Stored items from a collection:
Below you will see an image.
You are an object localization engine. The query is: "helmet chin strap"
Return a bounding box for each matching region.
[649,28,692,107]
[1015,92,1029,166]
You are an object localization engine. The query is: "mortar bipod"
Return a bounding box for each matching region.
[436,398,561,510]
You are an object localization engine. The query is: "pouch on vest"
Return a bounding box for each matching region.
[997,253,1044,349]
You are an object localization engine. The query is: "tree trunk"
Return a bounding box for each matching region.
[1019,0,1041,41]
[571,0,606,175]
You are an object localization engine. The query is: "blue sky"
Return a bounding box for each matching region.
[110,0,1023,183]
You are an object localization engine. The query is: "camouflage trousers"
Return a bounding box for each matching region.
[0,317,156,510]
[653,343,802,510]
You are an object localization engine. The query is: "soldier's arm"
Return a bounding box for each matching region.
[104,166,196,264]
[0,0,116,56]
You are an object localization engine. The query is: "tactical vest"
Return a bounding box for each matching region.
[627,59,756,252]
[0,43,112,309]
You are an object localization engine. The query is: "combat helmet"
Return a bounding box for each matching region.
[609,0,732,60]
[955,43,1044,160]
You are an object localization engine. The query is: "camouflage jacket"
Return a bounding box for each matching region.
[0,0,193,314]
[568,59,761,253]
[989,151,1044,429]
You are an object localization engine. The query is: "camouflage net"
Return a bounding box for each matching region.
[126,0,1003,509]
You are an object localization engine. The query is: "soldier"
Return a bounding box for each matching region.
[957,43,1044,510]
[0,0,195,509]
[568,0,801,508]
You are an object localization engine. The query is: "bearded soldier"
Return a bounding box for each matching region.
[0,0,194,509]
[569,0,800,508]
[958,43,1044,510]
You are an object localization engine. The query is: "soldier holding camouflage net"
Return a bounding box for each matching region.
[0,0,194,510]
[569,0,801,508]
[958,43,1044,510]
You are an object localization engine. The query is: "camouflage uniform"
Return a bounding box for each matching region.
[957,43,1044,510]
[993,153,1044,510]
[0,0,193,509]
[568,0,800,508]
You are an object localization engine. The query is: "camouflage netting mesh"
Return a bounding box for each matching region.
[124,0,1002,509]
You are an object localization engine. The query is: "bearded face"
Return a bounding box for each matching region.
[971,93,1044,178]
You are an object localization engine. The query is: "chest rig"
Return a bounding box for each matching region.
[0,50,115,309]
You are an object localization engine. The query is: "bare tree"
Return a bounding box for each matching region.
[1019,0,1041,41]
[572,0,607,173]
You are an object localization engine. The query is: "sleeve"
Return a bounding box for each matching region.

Exercise goal
Give back, unchanged, the lines from the start of the records up to and including the line that contains "[0,0,116,56]".

Result
Below you will see an image.
You are an object localization engine. The query is: "helmet chin strap"
Return a bounding box for each matching region.
[649,28,692,107]
[1015,92,1029,166]
You are an object localization engine. The query is: "mortar bipod"
Return a bounding box for each matching region.
[436,398,561,510]
You are an object localization engine. The query is: "pouch on vest"
Return a bounding box for each matching region.
[997,253,1044,349]
You are an object localization engine. The query is: "tree trunk"
Return a bounding box for each matching region.
[1019,0,1041,41]
[571,0,606,175]
You are an object localization engine. The query is: "blue sky"
Return a bounding box for each matching region.
[110,0,1023,183]
You are an object localization engine. The query is: "camouflage trousers"
Return a bounding box for each matching region.
[0,317,156,510]
[653,343,802,510]
You are an object localization engine. The query is: "soldier's arm"
Return a bounding box for each matching region.
[104,166,196,264]
[0,0,116,56]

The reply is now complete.